*** SOURCE TEXT ***

The Portrait (2023)

Horror and art: it’s a faithful, longstanding relationship which continues to turn out a few films – good and bad – every single year. And then we come to The Portrait, a film which you could be forgiven for assuming was a fairly straightforward horror story – but it isn’t. Paring back the horror to moments of intense, introspective and even doubtful personal experience, the film turns out to be more of a psychodrama centred upon the plight of an individual. But I said it turns out to be that: the film’s opening scenes are far more in keeping with traditional horror as we witness a young, screaming woman, being dragged bleeding through the woods by a blankly hostile man. As this unfolds, we see a portrait being painted, and we are clearly to infer that something about this creative process is linked to the violence. Then we must store up that information, primed to see this painting reappear at some point later.

We next cut to the modern day, and a couple heading through the hills to a beautiful, remote house – which turns out to be the old family home of the man, Alex (Ryan Kwanten, last seen negotiating with a mysterious entity in a toilet cubicle in Glorious). No rain-lashed, Gothic mansion, this: it’s a pleasant, bright place – but there’s something very wrong with Alex. As his wife Sofia tries to engage with him, he is by turns sullen and reactive; it transpires that he has received a catastrophic brain injury, hence the unpredictable behaviour. And Sofia (the superb Natalia Cordova-Buckley) is doing everything in her power to build a bridge to the man Alex once was: she hopes that spending time in his old house will trigger something, some breakthrough.

We get a few leading clues that the house contains some supernatural presence, mainly as-gleaned by the camera shots from the inside of the house, watching our married couple as they approach the property, and then as they get settled in: is something indeed watching them? Oh, and there’s the small matter of the decidedly unfriendly wall art which greets them inside: here’s our link to the pre-credits. But we spend time with our very much alive protagonists first of all. Alex, it seems, received his injury in the heat of a confrontation with Sofia, which put him in the path of an accident. Sofia, as such wracked with guilt and horror, has made it her life’s work to help him recuperate, and also to do anything within her means to assuage her own feelings (which she harbours needlessly, as the audience is almost certain to infer).

*** End of SOURCE TEXT ***
*** DATASET CONTENT ***

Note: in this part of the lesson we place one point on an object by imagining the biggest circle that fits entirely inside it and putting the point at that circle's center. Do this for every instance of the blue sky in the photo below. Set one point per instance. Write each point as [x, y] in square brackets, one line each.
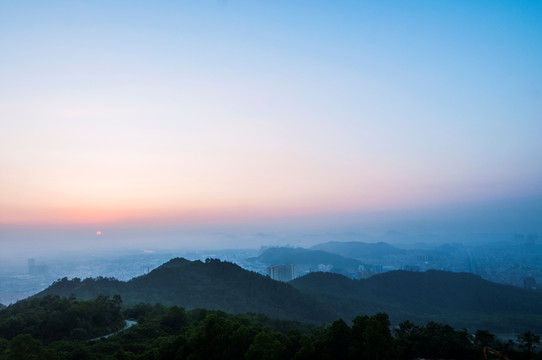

*** End of DATASET CONTENT ***
*** DATASET CONTENT ***

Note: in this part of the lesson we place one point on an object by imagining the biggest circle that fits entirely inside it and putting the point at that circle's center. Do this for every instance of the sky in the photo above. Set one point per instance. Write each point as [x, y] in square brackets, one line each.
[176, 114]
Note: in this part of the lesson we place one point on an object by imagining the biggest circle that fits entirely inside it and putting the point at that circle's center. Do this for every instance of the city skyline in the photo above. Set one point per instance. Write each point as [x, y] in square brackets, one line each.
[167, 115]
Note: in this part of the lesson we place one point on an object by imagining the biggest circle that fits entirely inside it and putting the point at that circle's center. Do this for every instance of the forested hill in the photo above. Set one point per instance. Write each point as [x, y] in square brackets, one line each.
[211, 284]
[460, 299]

*** End of DATASET CONTENT ***
*** DATASET CONTENT ***

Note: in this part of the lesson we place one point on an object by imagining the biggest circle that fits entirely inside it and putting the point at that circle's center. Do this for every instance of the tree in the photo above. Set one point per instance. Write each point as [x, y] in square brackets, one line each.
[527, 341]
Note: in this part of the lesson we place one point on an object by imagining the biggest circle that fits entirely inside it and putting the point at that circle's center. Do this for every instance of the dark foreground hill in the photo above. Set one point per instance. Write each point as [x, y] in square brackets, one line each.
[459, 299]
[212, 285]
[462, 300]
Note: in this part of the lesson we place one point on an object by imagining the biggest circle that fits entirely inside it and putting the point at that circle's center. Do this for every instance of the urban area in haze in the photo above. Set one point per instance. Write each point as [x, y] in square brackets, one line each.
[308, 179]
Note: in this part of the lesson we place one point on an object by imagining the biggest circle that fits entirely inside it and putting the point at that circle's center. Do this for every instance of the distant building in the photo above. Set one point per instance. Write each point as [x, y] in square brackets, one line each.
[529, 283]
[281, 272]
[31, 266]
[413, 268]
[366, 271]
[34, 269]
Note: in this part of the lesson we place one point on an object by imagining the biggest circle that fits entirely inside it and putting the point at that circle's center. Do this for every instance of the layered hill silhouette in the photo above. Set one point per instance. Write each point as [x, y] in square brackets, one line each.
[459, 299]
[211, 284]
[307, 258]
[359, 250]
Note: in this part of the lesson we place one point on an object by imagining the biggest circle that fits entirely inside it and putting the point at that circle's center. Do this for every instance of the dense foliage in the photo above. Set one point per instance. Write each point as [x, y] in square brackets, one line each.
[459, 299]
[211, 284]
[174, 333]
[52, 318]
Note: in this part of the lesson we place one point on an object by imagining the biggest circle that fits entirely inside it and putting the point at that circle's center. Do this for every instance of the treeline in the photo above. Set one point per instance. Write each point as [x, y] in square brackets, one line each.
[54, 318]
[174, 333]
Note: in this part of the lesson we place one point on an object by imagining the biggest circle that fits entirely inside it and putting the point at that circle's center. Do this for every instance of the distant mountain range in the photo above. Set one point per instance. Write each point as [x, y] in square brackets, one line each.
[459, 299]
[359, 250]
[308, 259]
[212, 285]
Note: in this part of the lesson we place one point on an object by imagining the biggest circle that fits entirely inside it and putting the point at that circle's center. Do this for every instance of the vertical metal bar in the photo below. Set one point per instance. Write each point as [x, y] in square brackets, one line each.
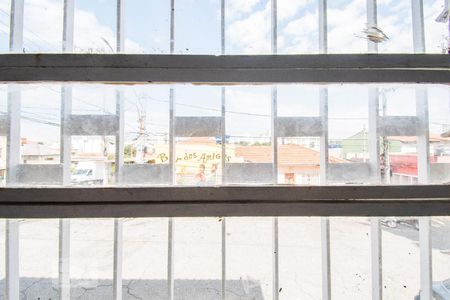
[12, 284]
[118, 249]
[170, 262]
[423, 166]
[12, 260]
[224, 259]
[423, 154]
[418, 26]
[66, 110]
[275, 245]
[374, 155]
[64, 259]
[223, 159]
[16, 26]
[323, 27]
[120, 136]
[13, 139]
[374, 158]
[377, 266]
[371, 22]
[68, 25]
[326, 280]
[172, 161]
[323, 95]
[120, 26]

*** End of DATASET CONTENT ***

WHAT TO DO:
- 1) In the review of The Portrait, what kind of injury has Alex received?
- 2) Reproduce the stretch of the review of The Portrait from "We get a few" through "certain to infer).".
- 3) Carry the review of The Portrait further, picking up after its final sentence.

EXERCISE RESULTS:
- 1) A catastrophic brain injury.

- 2)
We get a few leading clues that the house contains some supernatural presence, mainly as-gleaned by the camera shots from the inside of the house, watching our married couple as they approach the property, and then as they get settled in: is something indeed watching them? Oh, and there’s the small matter of the decidedly unfriendly wall art which greets them inside: here’s our link to the pre-credits. But we spend time with our very much alive protagonists first of all. Alex, it seems, received his injury in the heat of a confrontation with Sofia, which put him in the path of an accident. Sofia, as such wracked with guilt and horror, has made it her life’s work to help him recuperate, and also to do anything within her means to assuage her own feelings (which she harbours needlessly, as the audience is almost certain to infer).

- 3)
But very much like Miss Giddens in this film’s close relative, The Turn of the Screw, Sofia is bringing a great deal of her own complex emotions and neuroses to bear on her situation. As such, upon exploring the house, she is struck by her discovery of a large portrait in – where else? – the attic. It’s a self-portrait, painted, as she infers, by a previous occupant with a link to this house and – most surprisingly of all – the man in the painting looks uncannily like Alex. In her heightened state of anxiety, this simply compounds her feelings that something awful, something inescapable is heading their way; if the clues were already there, then this discovery serves as some kind of evidence: desperate people often rely on the notion of fate, and the painting feels awfully like fate.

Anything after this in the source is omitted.